◆ **Records supplied**:
----

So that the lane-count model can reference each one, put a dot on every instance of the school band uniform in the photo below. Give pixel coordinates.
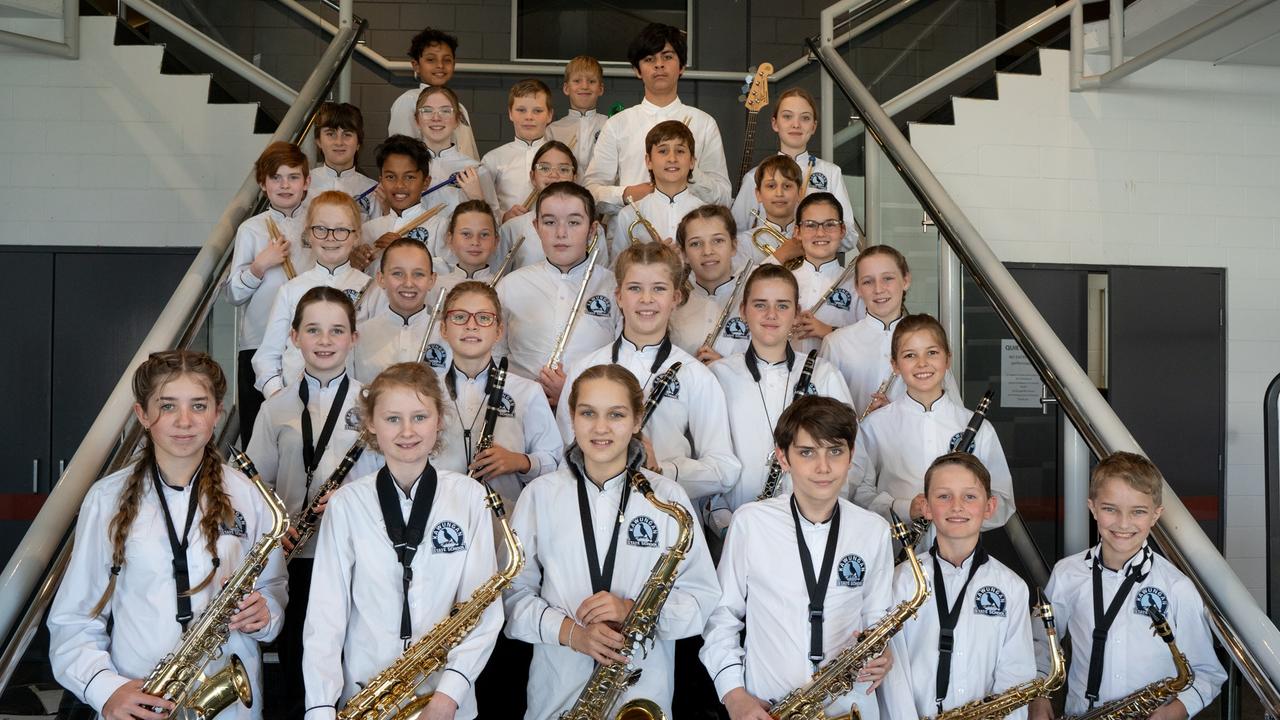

----

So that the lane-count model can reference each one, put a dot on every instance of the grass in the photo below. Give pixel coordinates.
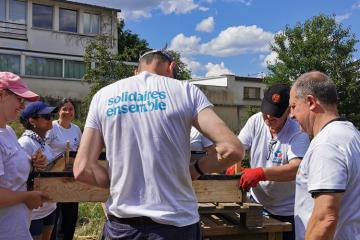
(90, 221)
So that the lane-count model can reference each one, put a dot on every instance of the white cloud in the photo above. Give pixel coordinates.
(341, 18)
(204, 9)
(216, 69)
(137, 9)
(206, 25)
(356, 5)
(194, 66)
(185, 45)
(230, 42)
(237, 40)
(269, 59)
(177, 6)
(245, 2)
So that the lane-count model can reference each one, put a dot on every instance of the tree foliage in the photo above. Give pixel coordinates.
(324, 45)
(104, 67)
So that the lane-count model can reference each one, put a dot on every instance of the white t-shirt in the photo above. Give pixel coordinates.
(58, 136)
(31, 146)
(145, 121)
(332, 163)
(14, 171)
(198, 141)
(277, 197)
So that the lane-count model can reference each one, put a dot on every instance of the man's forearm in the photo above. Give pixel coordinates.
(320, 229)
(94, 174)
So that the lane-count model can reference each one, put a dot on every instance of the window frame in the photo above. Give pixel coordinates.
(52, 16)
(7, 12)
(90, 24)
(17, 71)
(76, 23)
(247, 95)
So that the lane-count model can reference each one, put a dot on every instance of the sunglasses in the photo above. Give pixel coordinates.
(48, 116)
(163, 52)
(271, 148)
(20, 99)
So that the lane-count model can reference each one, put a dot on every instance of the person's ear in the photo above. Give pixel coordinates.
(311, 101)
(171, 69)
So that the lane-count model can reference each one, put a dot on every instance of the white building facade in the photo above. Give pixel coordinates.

----

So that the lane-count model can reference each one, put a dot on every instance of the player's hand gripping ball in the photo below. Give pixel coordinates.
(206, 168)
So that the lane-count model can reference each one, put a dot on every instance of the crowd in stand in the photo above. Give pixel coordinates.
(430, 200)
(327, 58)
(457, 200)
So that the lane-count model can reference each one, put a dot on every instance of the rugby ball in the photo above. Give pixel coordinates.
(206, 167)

----

How many lines in the items above contain the word "below"? Reply with the number alone.

3